### Information provided
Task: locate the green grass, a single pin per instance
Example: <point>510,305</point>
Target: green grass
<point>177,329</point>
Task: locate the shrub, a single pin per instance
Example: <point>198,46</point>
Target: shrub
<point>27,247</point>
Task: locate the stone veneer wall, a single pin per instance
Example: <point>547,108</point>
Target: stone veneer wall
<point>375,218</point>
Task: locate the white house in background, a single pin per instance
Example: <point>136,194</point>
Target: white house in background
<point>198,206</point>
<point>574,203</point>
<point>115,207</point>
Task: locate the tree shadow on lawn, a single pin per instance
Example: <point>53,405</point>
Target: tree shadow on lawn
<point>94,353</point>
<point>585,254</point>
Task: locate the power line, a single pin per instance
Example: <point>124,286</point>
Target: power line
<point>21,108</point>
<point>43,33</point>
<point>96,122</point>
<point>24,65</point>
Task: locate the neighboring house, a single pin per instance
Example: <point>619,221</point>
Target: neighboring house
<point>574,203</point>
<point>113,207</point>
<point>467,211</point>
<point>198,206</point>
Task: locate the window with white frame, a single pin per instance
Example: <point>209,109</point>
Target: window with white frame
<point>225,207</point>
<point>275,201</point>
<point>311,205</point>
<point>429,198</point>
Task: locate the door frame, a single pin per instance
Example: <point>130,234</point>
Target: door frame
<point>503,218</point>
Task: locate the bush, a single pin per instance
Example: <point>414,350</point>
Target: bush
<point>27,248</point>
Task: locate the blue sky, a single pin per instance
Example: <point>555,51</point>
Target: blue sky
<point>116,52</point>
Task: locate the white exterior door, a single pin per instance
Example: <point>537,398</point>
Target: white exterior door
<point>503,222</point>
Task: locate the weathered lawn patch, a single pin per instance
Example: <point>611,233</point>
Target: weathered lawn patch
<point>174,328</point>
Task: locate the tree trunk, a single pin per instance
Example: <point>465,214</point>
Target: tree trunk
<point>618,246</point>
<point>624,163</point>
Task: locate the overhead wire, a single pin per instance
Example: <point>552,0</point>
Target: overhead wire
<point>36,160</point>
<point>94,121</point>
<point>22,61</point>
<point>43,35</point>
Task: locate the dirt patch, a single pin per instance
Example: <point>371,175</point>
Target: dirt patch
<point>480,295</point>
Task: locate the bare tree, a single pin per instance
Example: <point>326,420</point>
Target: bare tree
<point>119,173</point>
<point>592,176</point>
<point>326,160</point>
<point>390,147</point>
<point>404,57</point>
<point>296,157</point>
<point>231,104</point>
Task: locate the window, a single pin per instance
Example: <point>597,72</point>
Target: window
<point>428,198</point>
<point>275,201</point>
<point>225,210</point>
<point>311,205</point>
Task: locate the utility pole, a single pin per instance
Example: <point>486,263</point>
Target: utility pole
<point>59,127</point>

### Short problem
Swap "single pin" for "single marker" everywhere in the listing above, and write the whole listing out again with nothing else changed.

### Task output
Task: locate the green grass, a single marker per instance
Example: <point>510,305</point>
Target: green grass
<point>177,329</point>
Task: locate the shrub, a single marker per instance
Example: <point>198,46</point>
Target: shrub
<point>27,247</point>
Task: locate the stone veneer wall, a single marker per instance
Example: <point>547,108</point>
Target: stone veneer wall
<point>375,218</point>
Task: locate the white house in background, a single marker per instance
Example: <point>136,194</point>
Target: white house in background
<point>198,206</point>
<point>574,203</point>
<point>115,207</point>
Task: locate the tree shadow on lawn, a single marker per instance
Example: <point>53,405</point>
Target: tree shadow on lawn
<point>94,353</point>
<point>585,254</point>
Task: locate the power line, a single marker per instance
Example: <point>124,286</point>
Target: power line
<point>21,108</point>
<point>43,33</point>
<point>96,122</point>
<point>24,65</point>
Task: locate the neighboring house, a single marker per instance
Example: <point>619,221</point>
Target: neighboring house
<point>574,203</point>
<point>113,207</point>
<point>467,211</point>
<point>198,206</point>
Task: locate the window with white frame, a single marker per instance
Example: <point>209,109</point>
Target: window with white frame
<point>225,207</point>
<point>275,201</point>
<point>311,205</point>
<point>429,198</point>
Task: locate the door frame, a single marker per instance
Example: <point>130,234</point>
Target: door frame
<point>503,218</point>
Task: locate the bush, a single marker per instance
Example: <point>414,350</point>
Target: bush
<point>27,248</point>
Task: locate the blue sky, a single marker per instance
Example: <point>555,51</point>
Target: blue sky
<point>116,52</point>
Task: locate the white exterior door, a single marker per instance
Example: <point>537,398</point>
Target: white exterior door
<point>503,222</point>
Task: locate the weathered lawn patch, a single marker per instance
Example: <point>611,233</point>
Target: weathered lawn patch
<point>174,328</point>
Task: locate the tree trunk, a single marker per instance
Example: <point>465,214</point>
Target: tree trunk
<point>618,246</point>
<point>624,163</point>
Task: locate the overhead wire, a single marker per instance
Example: <point>552,0</point>
Target: overhead wire
<point>36,160</point>
<point>94,121</point>
<point>22,61</point>
<point>43,35</point>
Task: locate the dirt patch, a single marker per instance
Example: <point>371,175</point>
Target: dirt patch
<point>480,295</point>
Task: locate the bare tree, a single marker per instance
Example: <point>326,420</point>
Target: bare tree
<point>119,173</point>
<point>592,176</point>
<point>326,160</point>
<point>390,147</point>
<point>404,57</point>
<point>296,157</point>
<point>231,104</point>
Task: locate the window, a single marker per instance
Example: <point>597,72</point>
Target: window
<point>428,198</point>
<point>275,201</point>
<point>225,210</point>
<point>311,205</point>
Task: locate the utility pole, a single marker per instance
Example: <point>486,263</point>
Target: utility pole
<point>59,127</point>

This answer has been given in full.